• TASK DESCRIPTION
Set down all of the entries exactly, leaving nothing out.

(Point localization data)
____
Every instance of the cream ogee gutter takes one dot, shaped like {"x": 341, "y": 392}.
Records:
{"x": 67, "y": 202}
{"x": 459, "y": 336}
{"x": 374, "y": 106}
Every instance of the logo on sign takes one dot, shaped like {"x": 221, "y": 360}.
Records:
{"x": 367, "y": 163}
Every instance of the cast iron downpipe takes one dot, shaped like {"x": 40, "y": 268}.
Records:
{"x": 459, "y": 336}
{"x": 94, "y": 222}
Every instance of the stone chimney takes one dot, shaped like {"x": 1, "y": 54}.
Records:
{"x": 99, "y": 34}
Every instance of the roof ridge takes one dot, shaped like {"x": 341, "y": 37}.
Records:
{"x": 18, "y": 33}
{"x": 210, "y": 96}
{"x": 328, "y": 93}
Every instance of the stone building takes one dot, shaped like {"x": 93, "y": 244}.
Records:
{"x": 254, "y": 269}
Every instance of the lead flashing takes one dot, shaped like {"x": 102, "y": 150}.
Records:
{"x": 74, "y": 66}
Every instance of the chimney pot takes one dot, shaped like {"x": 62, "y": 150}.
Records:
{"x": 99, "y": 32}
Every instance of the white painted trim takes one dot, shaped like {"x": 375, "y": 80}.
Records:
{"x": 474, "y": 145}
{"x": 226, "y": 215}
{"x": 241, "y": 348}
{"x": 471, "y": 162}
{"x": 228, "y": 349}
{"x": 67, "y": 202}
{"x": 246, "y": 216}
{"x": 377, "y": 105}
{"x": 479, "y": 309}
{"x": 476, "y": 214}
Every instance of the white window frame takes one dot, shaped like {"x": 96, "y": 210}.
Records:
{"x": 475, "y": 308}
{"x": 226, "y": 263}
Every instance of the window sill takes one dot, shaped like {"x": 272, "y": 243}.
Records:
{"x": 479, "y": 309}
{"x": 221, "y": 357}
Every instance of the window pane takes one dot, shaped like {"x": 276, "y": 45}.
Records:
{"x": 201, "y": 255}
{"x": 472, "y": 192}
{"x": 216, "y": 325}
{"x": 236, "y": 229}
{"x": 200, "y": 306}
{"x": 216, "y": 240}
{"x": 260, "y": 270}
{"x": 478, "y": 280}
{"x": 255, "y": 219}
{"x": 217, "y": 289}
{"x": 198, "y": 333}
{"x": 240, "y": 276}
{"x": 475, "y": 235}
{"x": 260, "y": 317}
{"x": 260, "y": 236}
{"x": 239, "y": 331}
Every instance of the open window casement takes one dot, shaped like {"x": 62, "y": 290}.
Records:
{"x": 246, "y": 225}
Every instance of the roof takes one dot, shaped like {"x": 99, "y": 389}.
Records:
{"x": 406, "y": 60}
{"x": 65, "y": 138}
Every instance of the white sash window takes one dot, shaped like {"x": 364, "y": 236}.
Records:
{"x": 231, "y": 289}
____
• ANSWER TO THIS EXERCISE
Every instance of the cream ogee gutter takes one dot, shaped like {"x": 341, "y": 392}.
Records:
{"x": 67, "y": 202}
{"x": 459, "y": 336}
{"x": 374, "y": 106}
Every instance of the logo on sign takes one dot, shaped like {"x": 221, "y": 360}.
Records:
{"x": 367, "y": 163}
Every instance of the cast iron downpipe takes one dot, shaped like {"x": 40, "y": 268}.
Records:
{"x": 459, "y": 336}
{"x": 94, "y": 222}
Every instance of the stone chimney takes one dot, shaped like {"x": 1, "y": 54}.
Records:
{"x": 99, "y": 34}
Every instance of the roof ridge takes one dot, shaped like {"x": 341, "y": 37}.
Records:
{"x": 18, "y": 33}
{"x": 210, "y": 96}
{"x": 328, "y": 93}
Every instance of the stone building takes one dot, shaped like {"x": 93, "y": 244}.
Records:
{"x": 254, "y": 269}
Every instance of the lead flashing takes one dot, shaped like {"x": 102, "y": 150}.
Records:
{"x": 74, "y": 66}
Every instance of the chimney pot takes one dot, shaped like {"x": 62, "y": 150}.
Records:
{"x": 99, "y": 32}
Every instance of the white painted trim takes one dot, shaped like {"x": 375, "y": 80}.
Records:
{"x": 474, "y": 145}
{"x": 226, "y": 215}
{"x": 241, "y": 348}
{"x": 471, "y": 162}
{"x": 228, "y": 349}
{"x": 67, "y": 202}
{"x": 246, "y": 216}
{"x": 377, "y": 105}
{"x": 479, "y": 309}
{"x": 476, "y": 214}
Every instance of the white window frame takes one dot, shaped like {"x": 96, "y": 210}.
Records:
{"x": 475, "y": 308}
{"x": 226, "y": 263}
Every instance of the window sill takes one dot, shaped like {"x": 272, "y": 243}.
Records:
{"x": 479, "y": 309}
{"x": 221, "y": 357}
Every instance of the window pane takes one dot, shaped like {"x": 276, "y": 45}.
Records:
{"x": 201, "y": 255}
{"x": 472, "y": 192}
{"x": 216, "y": 325}
{"x": 236, "y": 229}
{"x": 200, "y": 306}
{"x": 216, "y": 240}
{"x": 260, "y": 270}
{"x": 478, "y": 280}
{"x": 255, "y": 219}
{"x": 217, "y": 289}
{"x": 198, "y": 333}
{"x": 240, "y": 276}
{"x": 475, "y": 235}
{"x": 260, "y": 317}
{"x": 260, "y": 236}
{"x": 239, "y": 331}
Every instance of the open window casement takes one dot, shaped like {"x": 62, "y": 290}.
Records:
{"x": 246, "y": 225}
Every instance of the roof takes one dot, shaped like {"x": 99, "y": 389}.
Records:
{"x": 406, "y": 60}
{"x": 65, "y": 138}
Every instance of the white sash window takes one dot, shaped like {"x": 364, "y": 236}.
Records:
{"x": 231, "y": 289}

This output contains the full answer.